• _What the task requires_: Your response must be the entire set of entries, reproduced word for word.

• _Exercise input_:
----
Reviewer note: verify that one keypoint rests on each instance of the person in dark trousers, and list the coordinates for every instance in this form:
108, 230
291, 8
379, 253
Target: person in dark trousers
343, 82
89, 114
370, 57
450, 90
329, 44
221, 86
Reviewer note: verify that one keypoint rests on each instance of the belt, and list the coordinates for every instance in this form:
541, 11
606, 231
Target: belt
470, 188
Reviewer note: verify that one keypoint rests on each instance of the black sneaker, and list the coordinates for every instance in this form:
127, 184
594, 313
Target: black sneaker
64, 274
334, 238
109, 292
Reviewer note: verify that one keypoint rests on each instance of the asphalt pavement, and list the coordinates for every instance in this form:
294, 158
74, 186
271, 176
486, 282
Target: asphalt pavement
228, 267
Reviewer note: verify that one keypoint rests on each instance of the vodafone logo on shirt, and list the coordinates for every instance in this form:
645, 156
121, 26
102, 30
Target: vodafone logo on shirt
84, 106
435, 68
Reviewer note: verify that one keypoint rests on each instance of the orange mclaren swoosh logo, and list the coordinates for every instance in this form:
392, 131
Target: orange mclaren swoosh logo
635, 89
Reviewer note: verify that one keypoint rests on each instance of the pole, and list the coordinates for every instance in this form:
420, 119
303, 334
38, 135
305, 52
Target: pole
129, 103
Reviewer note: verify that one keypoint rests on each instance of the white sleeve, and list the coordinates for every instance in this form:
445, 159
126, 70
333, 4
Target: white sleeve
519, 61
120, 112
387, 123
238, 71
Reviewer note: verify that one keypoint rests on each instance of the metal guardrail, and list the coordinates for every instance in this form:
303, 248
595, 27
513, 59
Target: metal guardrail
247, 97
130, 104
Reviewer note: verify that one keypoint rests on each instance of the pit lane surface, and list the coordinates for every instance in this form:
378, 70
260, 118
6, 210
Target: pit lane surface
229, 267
----
• _Finished exercise_:
Reviewer note: verify that one keypoint rests on each instance of the person in dark trousers, and list the coordinates for every instance in this form:
108, 230
291, 8
379, 253
Target: person in dark trousers
343, 82
89, 114
370, 57
450, 90
329, 44
221, 86
Reviewer note: verify that one keypoint rests on each instance of the belt, and list the coordinates for every instance in this form:
541, 11
606, 231
Target: belt
470, 188
Reviewer note: verify that one keypoint rests on each instance of the black sneaker, and list the coordinates for every instance in this form:
127, 184
594, 313
Target: black sneaker
64, 274
334, 238
109, 292
Reviewer note: verify that one keypoint rests on each instance of the asphalt pavement, and list the coordinates for every instance in this form:
294, 158
74, 186
271, 176
486, 282
Target: asphalt pavement
228, 267
Reviewer note: verify that one keypoint rests on each instance of the vodafone logo on shirt, and list the coordinates for every instance in this form:
645, 156
121, 26
102, 30
Target: vodafone logo on shirt
84, 106
435, 68
Reviewer note: verify that one keypoint rests on each instance of the orange mclaren swoosh logo, and list the coordinates for every instance in this form:
392, 131
Target: orange mclaren swoosh logo
635, 89
Reviewer note: verify that one keypoint rests on each instance of the pole, and list the coordinates for every instance in this form:
420, 119
303, 334
38, 135
305, 52
Target: pole
129, 103
Reviewer note: verify that one keypoint rests on each instance of the white sleeve, and list the coordinates for every instance in this form:
445, 159
126, 70
333, 4
Target: white sleeve
519, 61
120, 112
387, 123
238, 71
Reviewer note: verify that one keypoint rests on each instance of the metal guardrail, and list the coordinates for every instance in this form:
303, 248
595, 27
513, 59
Target: metal guardrail
247, 97
130, 104
Reviewer note: verify that one keypoint rests on each instance of the pit lane surface, and list the coordinates for every instance in this form:
378, 70
260, 118
6, 210
Target: pit lane surface
229, 267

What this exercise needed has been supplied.